■ Work task
In the poisoning emergency text below, copy word for word everything from "It’s very frightening" down to "immediate medical attention.".
Document text below:
What to do in a poisoning emergency – Resources

It’s very frightening when someone is having a reaction to a toxic substance. In fact, those seconds when you first discover them can make the difference between life and death. That’s why it’s important to know what to do ahead of time, and keep phone numbers and resources available at a moment’s notice. Study up on these poison control resources now, and you may save a life later. 

Signs that someone has been poisoned

Symptoms of poisoning can be different depending on the substance. If they are able to respond, you should ask the person what they may have been exposed to. Look around the environment to see if you recognize any potential poisoning hazards, such as spilled chemicals, open medicine bottles, or the smell of gas. If you think someone has been poisoned, seek immediate medical attention.

Even though symptoms can change, there are some tell-tale signs that could alert you to a potential poisoning emergency.
End of Document text.
Recorded data below:
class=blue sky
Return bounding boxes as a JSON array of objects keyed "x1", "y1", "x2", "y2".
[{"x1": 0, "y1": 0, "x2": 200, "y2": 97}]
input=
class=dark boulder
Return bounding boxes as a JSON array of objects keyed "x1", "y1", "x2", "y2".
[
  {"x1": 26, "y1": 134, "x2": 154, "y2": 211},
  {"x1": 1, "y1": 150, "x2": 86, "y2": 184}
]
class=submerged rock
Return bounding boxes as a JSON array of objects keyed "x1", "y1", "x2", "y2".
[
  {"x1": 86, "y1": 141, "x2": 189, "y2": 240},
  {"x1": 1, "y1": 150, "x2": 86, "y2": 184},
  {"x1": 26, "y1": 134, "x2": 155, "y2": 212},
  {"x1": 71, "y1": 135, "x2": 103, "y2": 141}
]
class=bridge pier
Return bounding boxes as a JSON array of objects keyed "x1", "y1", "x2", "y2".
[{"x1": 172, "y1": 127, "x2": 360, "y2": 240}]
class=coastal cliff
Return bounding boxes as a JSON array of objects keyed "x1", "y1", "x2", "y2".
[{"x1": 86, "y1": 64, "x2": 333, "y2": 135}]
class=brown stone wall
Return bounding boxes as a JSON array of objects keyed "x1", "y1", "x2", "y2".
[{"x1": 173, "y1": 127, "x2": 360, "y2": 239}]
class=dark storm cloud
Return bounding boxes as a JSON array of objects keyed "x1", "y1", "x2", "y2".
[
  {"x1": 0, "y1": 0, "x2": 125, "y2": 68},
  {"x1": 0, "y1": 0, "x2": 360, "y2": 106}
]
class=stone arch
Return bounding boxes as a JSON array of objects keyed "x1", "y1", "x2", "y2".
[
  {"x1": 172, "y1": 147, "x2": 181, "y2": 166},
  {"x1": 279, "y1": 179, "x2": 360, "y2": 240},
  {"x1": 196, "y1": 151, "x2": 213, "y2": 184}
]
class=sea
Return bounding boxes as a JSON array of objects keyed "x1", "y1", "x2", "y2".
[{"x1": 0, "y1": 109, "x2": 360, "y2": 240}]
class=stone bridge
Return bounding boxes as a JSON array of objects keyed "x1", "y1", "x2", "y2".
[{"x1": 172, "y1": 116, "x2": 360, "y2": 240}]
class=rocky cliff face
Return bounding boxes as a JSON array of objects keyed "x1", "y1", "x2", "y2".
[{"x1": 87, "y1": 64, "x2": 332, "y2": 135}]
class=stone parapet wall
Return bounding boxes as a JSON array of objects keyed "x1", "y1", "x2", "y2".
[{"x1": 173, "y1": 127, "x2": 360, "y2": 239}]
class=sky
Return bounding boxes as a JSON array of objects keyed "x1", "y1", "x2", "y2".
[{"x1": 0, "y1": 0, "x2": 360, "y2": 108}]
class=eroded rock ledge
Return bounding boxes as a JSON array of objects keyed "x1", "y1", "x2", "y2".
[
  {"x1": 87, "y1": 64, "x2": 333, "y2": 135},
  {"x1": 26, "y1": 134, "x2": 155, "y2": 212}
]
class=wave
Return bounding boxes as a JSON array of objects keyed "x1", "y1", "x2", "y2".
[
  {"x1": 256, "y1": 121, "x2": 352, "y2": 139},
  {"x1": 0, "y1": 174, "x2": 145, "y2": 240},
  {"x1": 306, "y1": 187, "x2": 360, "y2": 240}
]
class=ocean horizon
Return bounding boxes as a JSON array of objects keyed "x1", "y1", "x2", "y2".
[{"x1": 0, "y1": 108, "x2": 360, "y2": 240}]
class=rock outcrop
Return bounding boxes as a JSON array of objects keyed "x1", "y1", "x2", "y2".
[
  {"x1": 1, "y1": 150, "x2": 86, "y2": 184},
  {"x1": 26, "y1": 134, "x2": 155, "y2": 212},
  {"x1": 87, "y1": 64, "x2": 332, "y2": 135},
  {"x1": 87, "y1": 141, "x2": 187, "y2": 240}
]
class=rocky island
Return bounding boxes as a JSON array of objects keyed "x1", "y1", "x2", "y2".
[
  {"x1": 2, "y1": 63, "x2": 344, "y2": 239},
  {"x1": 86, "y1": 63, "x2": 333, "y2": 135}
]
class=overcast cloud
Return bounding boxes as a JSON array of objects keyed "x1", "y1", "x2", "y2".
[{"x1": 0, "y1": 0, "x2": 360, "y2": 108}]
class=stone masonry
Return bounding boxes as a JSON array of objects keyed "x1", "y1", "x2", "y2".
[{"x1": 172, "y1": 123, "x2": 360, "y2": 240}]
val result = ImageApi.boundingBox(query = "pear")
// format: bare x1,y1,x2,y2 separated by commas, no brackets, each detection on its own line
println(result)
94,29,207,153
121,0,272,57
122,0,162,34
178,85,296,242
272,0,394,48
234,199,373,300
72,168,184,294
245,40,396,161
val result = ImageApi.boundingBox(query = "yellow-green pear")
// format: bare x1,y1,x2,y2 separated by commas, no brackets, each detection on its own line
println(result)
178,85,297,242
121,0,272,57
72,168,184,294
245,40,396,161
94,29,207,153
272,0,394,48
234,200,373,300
End of Recorded data.
■ Solution
It’s very frightening when someone is having a reaction to a toxic substance. In fact, those seconds when you first discover them can make the difference between life and death. That’s why it’s important to know what to do ahead of time, and keep phone numbers and resources available at a moment’s notice. Study up on these poison control resources now, and you may save a life later. 

Signs that someone has been poisoned

Symptoms of poisoning can be different depending on the substance. If they are able to respond, you should ask the person what they may have been exposed to. Look around the environment to see if you recognize any potential poisoning hazards, such as spilled chemicals, open medicine bottles, or the smell of gas. If you think someone has been poisoned, seek immediate medical attention.